» **Coordinate annotation entries**:
+++++
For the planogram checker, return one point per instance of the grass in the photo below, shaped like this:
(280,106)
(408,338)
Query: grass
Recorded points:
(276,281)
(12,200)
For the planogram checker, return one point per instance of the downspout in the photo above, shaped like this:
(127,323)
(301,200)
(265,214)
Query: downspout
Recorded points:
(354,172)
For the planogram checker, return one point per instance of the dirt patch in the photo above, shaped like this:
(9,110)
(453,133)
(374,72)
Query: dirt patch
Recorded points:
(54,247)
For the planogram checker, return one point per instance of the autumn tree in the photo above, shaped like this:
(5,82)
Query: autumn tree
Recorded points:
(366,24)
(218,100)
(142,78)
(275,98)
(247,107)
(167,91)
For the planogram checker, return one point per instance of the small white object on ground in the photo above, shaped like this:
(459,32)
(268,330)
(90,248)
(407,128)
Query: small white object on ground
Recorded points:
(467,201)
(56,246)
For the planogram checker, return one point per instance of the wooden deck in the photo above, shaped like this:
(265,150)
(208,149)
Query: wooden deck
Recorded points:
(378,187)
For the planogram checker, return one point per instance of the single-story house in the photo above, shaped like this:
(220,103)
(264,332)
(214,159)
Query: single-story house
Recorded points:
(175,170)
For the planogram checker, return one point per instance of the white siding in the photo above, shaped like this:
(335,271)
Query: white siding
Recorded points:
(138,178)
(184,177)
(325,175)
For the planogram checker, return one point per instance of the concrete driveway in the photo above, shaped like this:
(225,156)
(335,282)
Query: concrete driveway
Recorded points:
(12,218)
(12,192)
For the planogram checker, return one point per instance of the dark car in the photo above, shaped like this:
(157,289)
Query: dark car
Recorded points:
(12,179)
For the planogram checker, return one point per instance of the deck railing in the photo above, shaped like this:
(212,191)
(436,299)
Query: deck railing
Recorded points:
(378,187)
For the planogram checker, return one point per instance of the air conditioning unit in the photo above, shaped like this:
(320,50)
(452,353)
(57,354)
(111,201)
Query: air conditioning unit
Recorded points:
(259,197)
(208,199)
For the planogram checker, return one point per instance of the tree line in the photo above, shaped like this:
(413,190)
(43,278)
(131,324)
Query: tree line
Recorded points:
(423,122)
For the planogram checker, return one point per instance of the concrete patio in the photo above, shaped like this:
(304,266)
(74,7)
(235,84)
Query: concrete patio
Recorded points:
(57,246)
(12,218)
+++++
» **EXERCISE DETAILS**: Quote, without alteration, the final stretch of the entries: the line with "of the deck" onward to the last line.

» **TASK SOLUTION**:
For the planogram checker, return one point per instance of the deck railing in the photo above, shaped like this:
(212,191)
(436,299)
Query: deck railing
Recorded points:
(378,187)
For the planogram checker, return one point per instance of the air conditioning unit in the photo above, shaped like this:
(320,50)
(452,353)
(57,354)
(111,201)
Query: air conditioning unit
Recorded points:
(259,197)
(208,199)
For the planogram checker, return one point per instance of the tree line in the photo above, shaped like this:
(413,190)
(43,278)
(131,324)
Query: tree line
Recorded points:
(423,122)
For the planogram checker, return one point per instance of the concrete patio in the photo above, shaped like this:
(304,266)
(74,7)
(235,84)
Query: concrete patio
Recorded points:
(57,246)
(12,218)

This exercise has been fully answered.